• [Extracto del documento]:
★ ★ ★ ★

# No saben de que tildarnos en forosdeelectronica???



## zeta_bola_1 (Dic 28, 2010)

asi es, recien lo veo, y no solamente a mi, varios usuarios he visto esto, acaso cacho anda jugando con la base de datos?? acaso fogonazo ocasiono un fogonazo en los servers????

en un solo tema me han tildado de:

_Navaja de Ockham
__Amante de las interferencias
__Transgresor termoiónico
__Protegido de Cacho
__Incomprendido
__¿Me hacen la tarea?

saludos
_


----------



## Electronec (Dic 28, 2010)

..........o algun hacker que está causando estragos????
_
EDITO:

Ha jaja jaja......ya he caido.

Hoy es 28 de Diciembre; dia de los Santos Inocentes.
_ 
Saludos.


----------



## antiworldx (Dic 28, 2010)

a ver que me aparece a mi?


----------



## Ratmayor (Dic 28, 2010)

Es aleatoria la cuestion, no?


----------



## antiworldx (Dic 28, 2010)

No cabe duda que aqui se siente FE!!!

Frikis Electronicos!!! jajajajaja
muy buena muy buena!


----------



## Dano (Dic 28, 2010)

Ratmayor dijo:


> Es aleatoria la cuestion, no?



Sep y feliz día de los inocentes.


----------



## jreyes (Dic 28, 2010)

Uh, están buenos buenos.


Adiosín...!


----------



## zeta_bola_1 (Dic 28, 2010)

aparte hay un monton, no se de quien fue la idea pero estan buenos


----------



## antiworldx (Dic 28, 2010)

Esto tiene toda la pinta... de haber salido del ombligo de cacho... XD


----------



## DOSMETROS (Dic 28, 2010)

Si si . . . huele a *San Do*n* Can* Cacho digo 






JAJAJAJ ES ROTATIVOOOOOOOOOOOOOOOO


----------



## el-rey-julien (Dic 28, 2010)

pero ese no tiene ¡¡¡¡


----------



## DJ DRACO (Dic 28, 2010)

Yo soy el "_Mentor de Merrin_" y tampoco se bien que significa!!!

es verdad,. es rotativo...la idea sería que  realmente nos pongamos las pilas en encontrar un "Alias" para cada uno y que quede fijo...por ejemplo ese de "1,21 Gigowatts" debería ser para Maravillasaudio


jejejeje y miren lo que acabo de encontrar....


----------



## Tavo (Dic 28, 2010)

Todavía no caigo que son esas letras naranjas... Oops, siempre soy el último.

A mi me tildaron de "_¿Komo se konecta un let?_" y no entiendo nada! 

Tantos disparates...

Saludos.

PS: Todavía no caigo que es esto...


----------



## ilcapo (Dic 28, 2010)

a todos le pusieron algo ??? saludos !

parece que si jejeje


----------



## Dr. Zoidberg (Dic 28, 2010)

★ ★ ★ ★

• [Listado de datos]:
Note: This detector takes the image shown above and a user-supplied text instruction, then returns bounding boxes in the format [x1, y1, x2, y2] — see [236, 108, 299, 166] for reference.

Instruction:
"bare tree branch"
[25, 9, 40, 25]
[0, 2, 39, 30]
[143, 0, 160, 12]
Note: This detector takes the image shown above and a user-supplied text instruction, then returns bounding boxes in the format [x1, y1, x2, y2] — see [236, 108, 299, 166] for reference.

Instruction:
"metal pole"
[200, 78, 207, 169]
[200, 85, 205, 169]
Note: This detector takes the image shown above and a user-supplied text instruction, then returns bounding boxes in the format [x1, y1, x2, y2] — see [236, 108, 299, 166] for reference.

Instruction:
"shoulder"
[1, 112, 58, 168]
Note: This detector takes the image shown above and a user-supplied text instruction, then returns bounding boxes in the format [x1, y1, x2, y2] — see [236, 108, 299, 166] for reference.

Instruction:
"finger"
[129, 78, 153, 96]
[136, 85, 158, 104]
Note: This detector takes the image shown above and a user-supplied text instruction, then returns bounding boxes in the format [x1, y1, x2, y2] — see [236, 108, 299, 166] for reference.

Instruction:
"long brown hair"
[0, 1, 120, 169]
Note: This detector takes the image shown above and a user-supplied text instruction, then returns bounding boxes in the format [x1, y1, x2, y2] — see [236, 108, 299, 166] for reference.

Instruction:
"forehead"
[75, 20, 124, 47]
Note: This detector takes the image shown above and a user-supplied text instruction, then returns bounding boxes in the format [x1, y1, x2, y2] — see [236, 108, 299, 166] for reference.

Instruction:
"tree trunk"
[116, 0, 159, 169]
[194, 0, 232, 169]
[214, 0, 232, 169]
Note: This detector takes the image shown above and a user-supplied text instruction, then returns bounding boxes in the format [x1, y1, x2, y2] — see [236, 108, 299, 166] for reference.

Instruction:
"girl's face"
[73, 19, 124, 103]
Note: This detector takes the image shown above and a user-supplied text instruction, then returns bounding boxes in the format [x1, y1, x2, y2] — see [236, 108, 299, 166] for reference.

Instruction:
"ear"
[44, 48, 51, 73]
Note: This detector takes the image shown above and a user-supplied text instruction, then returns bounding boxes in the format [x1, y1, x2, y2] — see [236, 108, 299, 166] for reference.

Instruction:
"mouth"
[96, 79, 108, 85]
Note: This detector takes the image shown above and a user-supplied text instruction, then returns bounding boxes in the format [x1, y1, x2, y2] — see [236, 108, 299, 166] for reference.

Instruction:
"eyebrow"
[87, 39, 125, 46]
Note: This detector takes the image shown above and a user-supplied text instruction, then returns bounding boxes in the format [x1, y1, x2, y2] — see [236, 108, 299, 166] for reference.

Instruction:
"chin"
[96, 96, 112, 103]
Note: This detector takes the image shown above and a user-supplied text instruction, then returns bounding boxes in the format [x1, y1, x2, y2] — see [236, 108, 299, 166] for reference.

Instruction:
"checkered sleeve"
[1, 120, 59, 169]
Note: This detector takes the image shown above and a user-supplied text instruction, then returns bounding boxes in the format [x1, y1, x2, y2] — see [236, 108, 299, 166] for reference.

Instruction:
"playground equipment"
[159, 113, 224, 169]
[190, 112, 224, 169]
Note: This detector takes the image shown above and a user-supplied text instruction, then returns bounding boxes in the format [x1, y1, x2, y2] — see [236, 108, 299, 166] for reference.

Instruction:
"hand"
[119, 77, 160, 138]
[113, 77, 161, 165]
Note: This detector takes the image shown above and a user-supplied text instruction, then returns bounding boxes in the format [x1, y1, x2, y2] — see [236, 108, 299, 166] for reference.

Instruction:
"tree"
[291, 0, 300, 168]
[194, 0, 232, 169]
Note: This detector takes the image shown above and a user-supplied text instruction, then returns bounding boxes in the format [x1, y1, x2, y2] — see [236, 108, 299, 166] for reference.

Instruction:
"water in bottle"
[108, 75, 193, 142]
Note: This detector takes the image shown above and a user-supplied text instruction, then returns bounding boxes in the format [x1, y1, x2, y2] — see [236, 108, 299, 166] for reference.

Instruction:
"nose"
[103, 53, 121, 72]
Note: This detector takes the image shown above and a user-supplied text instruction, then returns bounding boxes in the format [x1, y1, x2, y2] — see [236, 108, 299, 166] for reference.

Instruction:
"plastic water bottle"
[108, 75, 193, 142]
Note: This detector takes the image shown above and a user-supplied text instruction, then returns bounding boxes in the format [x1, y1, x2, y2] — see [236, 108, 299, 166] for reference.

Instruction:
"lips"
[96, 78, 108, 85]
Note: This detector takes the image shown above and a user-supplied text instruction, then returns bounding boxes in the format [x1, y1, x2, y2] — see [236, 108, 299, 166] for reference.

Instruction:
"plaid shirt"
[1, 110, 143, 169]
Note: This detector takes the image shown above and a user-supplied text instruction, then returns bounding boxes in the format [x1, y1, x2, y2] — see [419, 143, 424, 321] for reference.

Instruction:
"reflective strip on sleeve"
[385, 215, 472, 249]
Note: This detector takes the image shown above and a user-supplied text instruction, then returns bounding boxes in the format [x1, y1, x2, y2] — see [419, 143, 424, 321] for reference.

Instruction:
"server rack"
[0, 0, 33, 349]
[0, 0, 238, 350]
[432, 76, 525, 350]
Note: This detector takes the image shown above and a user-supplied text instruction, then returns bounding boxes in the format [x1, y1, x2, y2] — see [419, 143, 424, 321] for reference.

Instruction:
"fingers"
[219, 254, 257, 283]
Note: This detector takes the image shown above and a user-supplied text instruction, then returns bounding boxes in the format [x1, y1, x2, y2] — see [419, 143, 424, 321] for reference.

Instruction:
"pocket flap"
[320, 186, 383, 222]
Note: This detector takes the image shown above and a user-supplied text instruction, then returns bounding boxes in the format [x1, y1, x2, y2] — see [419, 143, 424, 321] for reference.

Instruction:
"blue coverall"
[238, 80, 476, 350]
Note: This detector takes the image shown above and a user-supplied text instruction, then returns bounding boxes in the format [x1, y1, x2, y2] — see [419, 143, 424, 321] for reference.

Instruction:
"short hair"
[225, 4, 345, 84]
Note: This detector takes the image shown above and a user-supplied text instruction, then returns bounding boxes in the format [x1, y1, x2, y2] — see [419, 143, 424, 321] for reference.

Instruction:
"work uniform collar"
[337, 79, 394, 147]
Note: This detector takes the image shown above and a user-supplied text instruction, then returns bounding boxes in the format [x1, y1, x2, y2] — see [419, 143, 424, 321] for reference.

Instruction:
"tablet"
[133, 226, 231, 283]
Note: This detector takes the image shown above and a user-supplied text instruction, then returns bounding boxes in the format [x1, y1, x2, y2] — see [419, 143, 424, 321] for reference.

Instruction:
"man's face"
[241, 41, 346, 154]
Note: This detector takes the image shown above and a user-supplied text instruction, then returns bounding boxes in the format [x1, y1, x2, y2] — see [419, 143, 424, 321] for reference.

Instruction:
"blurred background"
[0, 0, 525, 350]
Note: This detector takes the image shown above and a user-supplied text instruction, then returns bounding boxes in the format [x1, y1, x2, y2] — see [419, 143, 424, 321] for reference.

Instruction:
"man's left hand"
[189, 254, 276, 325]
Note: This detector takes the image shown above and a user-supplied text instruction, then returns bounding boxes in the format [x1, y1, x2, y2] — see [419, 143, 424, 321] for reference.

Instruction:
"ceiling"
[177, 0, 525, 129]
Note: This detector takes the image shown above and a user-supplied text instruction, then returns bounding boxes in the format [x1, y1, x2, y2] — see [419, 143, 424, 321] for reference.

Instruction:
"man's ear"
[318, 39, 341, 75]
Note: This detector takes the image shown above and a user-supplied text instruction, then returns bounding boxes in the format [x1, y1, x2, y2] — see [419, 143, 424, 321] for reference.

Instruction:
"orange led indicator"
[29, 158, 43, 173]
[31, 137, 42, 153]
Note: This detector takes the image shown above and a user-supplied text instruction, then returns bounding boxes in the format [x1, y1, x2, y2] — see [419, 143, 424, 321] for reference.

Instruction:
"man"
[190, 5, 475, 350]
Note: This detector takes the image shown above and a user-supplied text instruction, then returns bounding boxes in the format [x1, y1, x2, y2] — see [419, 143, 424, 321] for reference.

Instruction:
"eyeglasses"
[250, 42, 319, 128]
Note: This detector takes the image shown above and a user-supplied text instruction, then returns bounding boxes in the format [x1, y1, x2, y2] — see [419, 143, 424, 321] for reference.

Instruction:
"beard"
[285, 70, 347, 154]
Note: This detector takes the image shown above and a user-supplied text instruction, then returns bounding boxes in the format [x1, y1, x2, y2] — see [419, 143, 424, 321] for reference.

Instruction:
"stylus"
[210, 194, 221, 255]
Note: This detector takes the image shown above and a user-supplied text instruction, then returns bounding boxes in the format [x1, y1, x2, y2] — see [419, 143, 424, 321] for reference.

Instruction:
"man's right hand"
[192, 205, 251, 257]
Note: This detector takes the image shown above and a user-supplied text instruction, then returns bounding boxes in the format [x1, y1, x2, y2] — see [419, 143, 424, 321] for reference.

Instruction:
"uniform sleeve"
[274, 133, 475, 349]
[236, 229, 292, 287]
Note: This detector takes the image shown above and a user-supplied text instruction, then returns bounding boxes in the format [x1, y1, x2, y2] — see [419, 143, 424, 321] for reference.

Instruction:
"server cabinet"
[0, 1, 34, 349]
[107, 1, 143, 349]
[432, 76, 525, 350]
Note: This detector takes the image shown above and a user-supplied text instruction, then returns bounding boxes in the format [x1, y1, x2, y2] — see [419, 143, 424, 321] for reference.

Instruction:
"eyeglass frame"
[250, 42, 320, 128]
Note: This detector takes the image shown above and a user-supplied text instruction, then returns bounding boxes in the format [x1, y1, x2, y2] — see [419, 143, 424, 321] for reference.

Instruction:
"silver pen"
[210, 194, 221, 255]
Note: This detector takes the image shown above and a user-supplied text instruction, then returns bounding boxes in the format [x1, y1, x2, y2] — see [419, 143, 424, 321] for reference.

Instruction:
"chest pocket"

★ ★ ★ ★

• [Qué se pide]: Reproduce al pie de la letra el pasaje del hilo del foro que comienza en las palabras "jejejeje y miren" y termina tras "no entiendo nada!". Para resolver lo que se pide basta con el hilo del foro, sin recurrir a las filas.

• [Resultado del ejercicio]:
jejejeje y miren lo que acabo de encontrar....


----------



## Tavo (Dic 28, 2010)

Todavía no caigo que son esas letras naranjas... Oops, siempre soy el último.

A mi me tildaron de "_¿Komo se konecta un let?_" y no entiendo nada!